#### [Exercise objective]
Look through the material and tally each line bearing the word "step". Give only the total.

#### [Exercise material]
= = = =
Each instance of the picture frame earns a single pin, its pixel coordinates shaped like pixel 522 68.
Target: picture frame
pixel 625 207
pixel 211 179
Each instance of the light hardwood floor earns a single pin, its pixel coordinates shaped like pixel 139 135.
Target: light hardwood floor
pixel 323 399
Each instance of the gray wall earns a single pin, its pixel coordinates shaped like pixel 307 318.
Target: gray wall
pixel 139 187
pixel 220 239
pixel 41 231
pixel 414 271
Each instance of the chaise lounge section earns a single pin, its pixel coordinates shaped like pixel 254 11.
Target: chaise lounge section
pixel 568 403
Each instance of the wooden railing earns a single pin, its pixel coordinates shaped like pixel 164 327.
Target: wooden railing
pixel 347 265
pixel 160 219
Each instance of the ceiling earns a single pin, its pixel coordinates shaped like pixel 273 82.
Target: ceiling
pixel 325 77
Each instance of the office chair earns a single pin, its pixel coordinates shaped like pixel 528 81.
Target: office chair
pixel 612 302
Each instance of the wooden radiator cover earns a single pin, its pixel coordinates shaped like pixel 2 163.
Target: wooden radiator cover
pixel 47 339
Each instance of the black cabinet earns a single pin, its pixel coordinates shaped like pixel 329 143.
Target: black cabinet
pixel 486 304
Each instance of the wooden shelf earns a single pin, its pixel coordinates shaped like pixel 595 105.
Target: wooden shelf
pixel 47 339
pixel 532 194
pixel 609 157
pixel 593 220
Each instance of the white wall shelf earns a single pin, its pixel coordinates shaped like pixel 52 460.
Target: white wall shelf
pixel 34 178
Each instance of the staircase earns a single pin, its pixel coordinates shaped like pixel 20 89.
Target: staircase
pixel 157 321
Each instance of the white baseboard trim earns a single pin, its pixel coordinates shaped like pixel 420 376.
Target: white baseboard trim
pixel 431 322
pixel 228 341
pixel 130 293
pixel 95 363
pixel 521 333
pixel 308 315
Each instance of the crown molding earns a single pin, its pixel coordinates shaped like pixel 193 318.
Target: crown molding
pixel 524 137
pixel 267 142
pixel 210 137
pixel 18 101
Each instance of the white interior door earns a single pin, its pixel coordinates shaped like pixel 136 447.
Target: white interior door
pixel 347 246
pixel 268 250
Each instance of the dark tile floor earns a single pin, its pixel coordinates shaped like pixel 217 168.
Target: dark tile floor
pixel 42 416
= = = =
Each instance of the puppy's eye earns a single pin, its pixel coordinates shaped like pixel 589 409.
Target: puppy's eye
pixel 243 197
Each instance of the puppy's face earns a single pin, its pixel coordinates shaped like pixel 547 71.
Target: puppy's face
= = = =
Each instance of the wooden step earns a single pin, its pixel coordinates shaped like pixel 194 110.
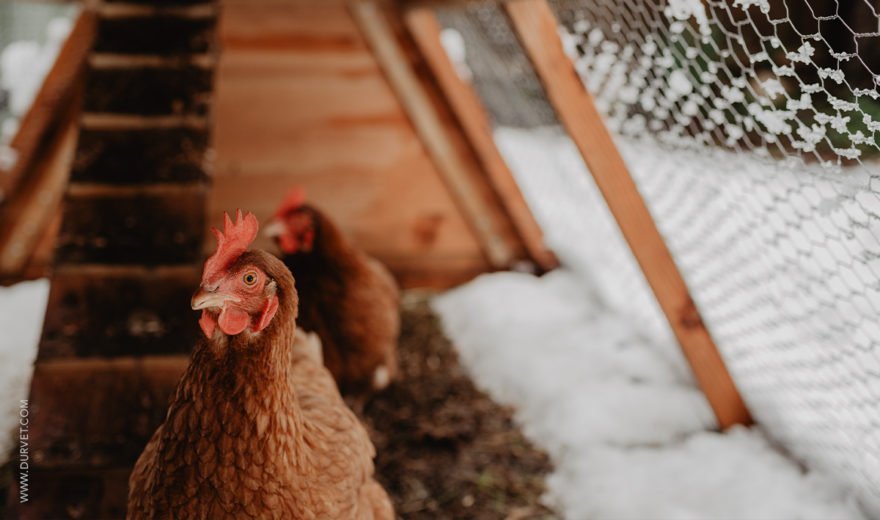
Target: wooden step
= = = =
#### [Result of the task]
2